» TRAVAIL À RÉALISER: Procédez à la suite de l'article sur l'exposition Ferdinand Hodler en reprenant juste après sa dernière phrase.

» BLOC DE TEXTE:
Flamboyants Paysages
La Fondation Beyeler rend hommage à l’un des grands peintres suisses, Ferdinand Hodler (1853-1918), en présentant 80 œuvres des cinq dernières années de sa vie. Entre portraits pénétrants et massifs montagneux étincelants, la palette de l’artiste étonne de modernité.
Pour Oscar Wilde, « avant Turner, il n’y avait pas de brouillard à Londres. » Y avait-il des montagnes en Suisse avant Hodler ? La découverte de quelques-unes des plus belles séries du Genevois réunies à Riehen permet d’en douter. La nature rocheuse trouve, dans des formats variés, des lettres de noblesse franches. D’un Ruisseau de Champéry (1916) étrangement figé avec son eau mouvante à l’imposante Jungfrau vue de Mürren (1914), cime évanescente dans sa majestueuse et imposante massivité se dégageant habilement des nuages la tutoyant, l’on découvre tout d’abord les contours prononcés et sombres caractéristiques de l’artiste. Puis viennent les explorations clairvoyantes des autoportraits à l’huile. Ferdinand se dépeint, barbe hirsute et ténébreuse, successivement malicieux, étonné, tourmenté. L’expressivité de son visage, au centre de la toile, se joue dans la commissure de ses yeux, ses sourcils plus ou moins froncés et son front plissé. La gamme de couleurs est d’ores et déjà vivifiée par touches de vert et de jaune accompagnant les rouges, les unes dans les autres.
Chambre avec vue
Atteint d’une maladie pulmonaire qui l’emportera au printemps 1918, Ferdinand Hodler limite ses déplacements et multiplie les variations sur le même thème… Les Dents blanches à Champéry sont immortalisées au soleil levant (1916) dans des bleus lumineux à la frontière d’une plaine verte et d’une montagne totalement orange à son sommet. Le noir des contours précédents est remplacé par de superbes teintes bleutées. La bataille de la lumière est belle et bien gagnée avec une autre vue, quasi nocturne : le clair-obscur de la fin du jour voit, dans ces ambiances surréalistes peuplant les hautes altitudes, la cime de la montagne s’assombrir en relief d’un ciel que le soleil termine d’embraser de ses rousseurs illuminant une vallée dont resplendissent les profondeurs. Tourné vers un certain radicalisme pictural de plus en plus abstrait, l’audace du peintre se lit dans ses combinaisons de couleurs.

» EXTRAITS DE DONNÉES:
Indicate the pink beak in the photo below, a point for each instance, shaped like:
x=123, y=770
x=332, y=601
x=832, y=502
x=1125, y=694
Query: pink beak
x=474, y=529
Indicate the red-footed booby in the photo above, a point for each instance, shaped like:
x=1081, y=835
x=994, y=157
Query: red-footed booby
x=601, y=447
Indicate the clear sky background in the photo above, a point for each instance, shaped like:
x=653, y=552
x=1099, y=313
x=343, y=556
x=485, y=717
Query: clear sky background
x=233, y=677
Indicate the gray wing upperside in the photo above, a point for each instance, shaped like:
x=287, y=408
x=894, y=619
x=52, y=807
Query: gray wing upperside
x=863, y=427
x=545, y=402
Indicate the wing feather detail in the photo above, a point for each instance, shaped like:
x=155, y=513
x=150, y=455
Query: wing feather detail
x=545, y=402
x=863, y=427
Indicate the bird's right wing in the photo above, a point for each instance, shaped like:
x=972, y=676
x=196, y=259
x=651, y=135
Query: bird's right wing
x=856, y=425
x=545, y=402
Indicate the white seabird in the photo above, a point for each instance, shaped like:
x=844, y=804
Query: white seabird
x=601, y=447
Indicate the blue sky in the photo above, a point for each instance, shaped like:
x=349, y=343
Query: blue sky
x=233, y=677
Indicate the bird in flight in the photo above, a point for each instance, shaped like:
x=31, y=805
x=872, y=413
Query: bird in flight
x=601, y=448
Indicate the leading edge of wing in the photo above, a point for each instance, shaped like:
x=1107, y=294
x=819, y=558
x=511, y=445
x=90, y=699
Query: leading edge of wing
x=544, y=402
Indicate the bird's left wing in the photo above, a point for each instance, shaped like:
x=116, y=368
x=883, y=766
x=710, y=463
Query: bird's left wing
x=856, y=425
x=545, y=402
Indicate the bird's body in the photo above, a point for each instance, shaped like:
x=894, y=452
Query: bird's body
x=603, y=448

» RÉSULTAT DE L'EXERCICE:
Son Grammont (1917), tout de bleu et de jaune léchant les flancs de la montagne dont les rayons de soleil embrasent la roche qui semble, seule, se réfléchir dans le ciel, trône au-dessus du lac de Taney étrangement immobile, comme secoué intérieurement par tant de beauté brute. Le même, Après la pluie (1917), est tout aussi touchant, empli d’une mélancolie qui ne devait pas manquer de submerger celui qui, depuis la mort de sa maîtresse Valentine Godé-Darel, se trouvait seul devant l’immensité de ces paysages. Dans les derniers mois de sa vie, il ne peint plus que le lac Léman et le Mont Blanc, souvent tôt le matin ou à la tombée du jour. La chaine du plus haut sommet d’Europe, à l’aube en novembre 1917, célèbre la beauté des contrastes et des reflets. Les bleus n’ont jamais été si profonds tandis que les jaunes s’émiettent en rose verdâtres et sémillants.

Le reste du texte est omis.